*** Passage shown

At Least 30 Police Officers Killed in Shootout in Egypt’s Western Desert: Security Sources

October 20, 2017 Updated: October 20, 2017

CAIRO—Armed terrorists killed at least 30 policemen in a shootout during a raid on a suspected terrorist hideout in Egypt‘s Western desert, security sources said on Friday.

A number of suspected terrorists were also killed and security forces are combing the area, a statement by the Interior Ministry said.

Egypt is facing an Islamic insurgency concentrated in the Sinai peninsula from two main groups, including an ISIS terrorist group affiliate, that has killed hundreds of security forces since 2013.

Islamic terrorists have launched several major attacks, most recently targeting churches in Cairo and other cities with the loss of dozens of lives.

The security sources said authorities were following a lead to a hideout deep in the desert thought to house eight suspected members of Hasm, a group which has claimed several attacks around the capital targeting judges and police since last year.

******

**Exercise:**
Write the next part of the report on the police shootout in Egypt's Western Desert, beginning after its final sentence.

*** Extracted information

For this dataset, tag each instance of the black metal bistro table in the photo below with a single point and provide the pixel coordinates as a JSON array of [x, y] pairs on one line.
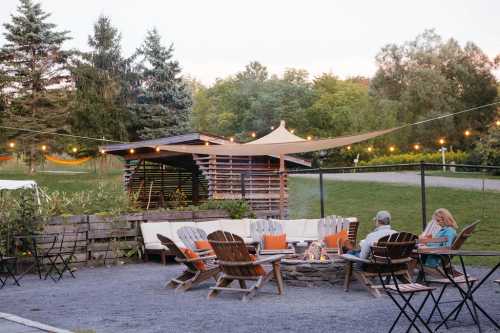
[[467, 293]]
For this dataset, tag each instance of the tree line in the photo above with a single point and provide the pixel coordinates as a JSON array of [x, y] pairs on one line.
[[102, 93]]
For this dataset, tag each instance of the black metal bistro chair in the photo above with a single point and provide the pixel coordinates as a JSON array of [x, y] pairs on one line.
[[7, 267], [388, 255]]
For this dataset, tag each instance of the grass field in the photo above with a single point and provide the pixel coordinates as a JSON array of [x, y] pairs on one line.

******

**Answer space:**
A convoy of four SUVs and one interior ministry vehicle was ambushed from higher ground by terrorists firing rocket-propelled grenades and detonating explosive devices, a senior source in the Giza Security Office said.

The number of dead was expected to rise, two security sources said.

Two security sources said eight security personnel were injured in the clashes, while another source said that four of the injured were police and four others suspected terrorists.

Egypt accuses Hasm of being the terrorist wing of the Muslim Brotherhood, an Islamic group it outlawed in 2013. The Muslim Brotherhood denies this.

The Islamic insurgency in the Sinai peninsula has grown since the military overthrew President Mohamed Mursi of the Muslim Brotherhood in mid-2013 following mass protests against his rule.

The terrorist group staging the insurgency pledged allegiance to Islamic State in 2014. It is blamed for the killing of hundreds of soldiers and policemen and has started to target other areas, including Egypt‘s Christian Copts.